## SELECTED EXTRACT
^^^^

After getting the Audio Technica AT2021 in the mail, I opened up the box and – for a second – thought that I got ripped off because it seemed like nothing was in it.
I searched around in the box for a microphone that must be at least the size of a Shure SM58, then suddenly I notice there is something in the case. I open it up, and there it is: the AT2021, wrapped in plastic, and probably only 4″ long. So what is the AT2021 and what makes it different from other mics?
The Audio Technica AT2021 is a 4″ long, phantom-powered, condenser microphone that is great for recording vocals, acoustic guitar, and even electric guitar, but you have to make sure you own an audio interface of some kind as well as a pop filter if you really want to get the most out of it.
The AT2021 (from Amazon) is different from all the other microphones I own not only because it’s a condenser mic, but also because of its size, coming in at 4″ long and 0.83″ wide. I like that it’s small, particularly for when I’m recording the acoustic guitar because it makes it much easier to position. It’s unobtrusive, and thankfully, no other purchases are necessary because it does come with a small stand.
The Audio Technica AT2021 – What Comes In the Box?
- The AT2021 Mic
- Instruction and Warranty Manual
- Small Mic Holder
- Black Carrying Case
One thing I definitely appreciated about the AT2021 is that it came with a mic holder. Most microphones do come with some kind of mic holder or stand, but not always. I was glad I didn’t have to buy any other gear in order to get this mic up and running. Interestingly. the black carrying case is bigger than it needs to be, but it does have a nice foam interior to protect the mic.
The carrying case is large enough to hold not only the AT2021 but also two other fairly large mics, the Shure SM58 and SM48. It wouldn’t be a bad idea to use the AT2021 carrying case for multiple small condenser mics, for instance, if you owned 2-3 AT2021s. I actually started using the AT2021 carrying case for my mics instead because it’s much nicer than the ones from Shure.

^^^^

## DATA SECTION
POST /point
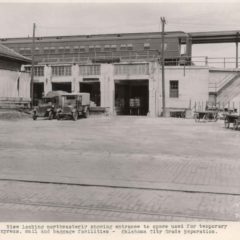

^^^^

## WRITTEN INSTRUCTION A
Transcribe the part of the microphone review that begins at the words "The AT2021 (from" and ends after the words "In the Box?".
## WRITTEN INSTRUCTION B
Answer these questions from the microphone review.
(i) How wide is the AT2021?
(ii) What lines the inside of the black carrying case?
(iii) Which two Shure microphones fit in the carrying case along with the AT2021?
The material stands apart from the microphone review.

## RIGHT ANSWER A
The AT2021 (from Amazon) is different from all the other microphones I own not only because it’s a condenser mic, but also because of its size, coming in at 4″ long and 0.83″ wide. I like that it’s small, particularly for when I’m recording the acoustic guitar because it makes it much easier to position. It’s unobtrusive, and thankfully, no other purchases are necessary because it does come with a small stand.
The Audio Technica AT2021 – What Comes In the Box?

## RIGHT ANSWER B
(i) 0.83″ wide.
(ii) A foam interior.
(iii) The Shure SM58 and SM48.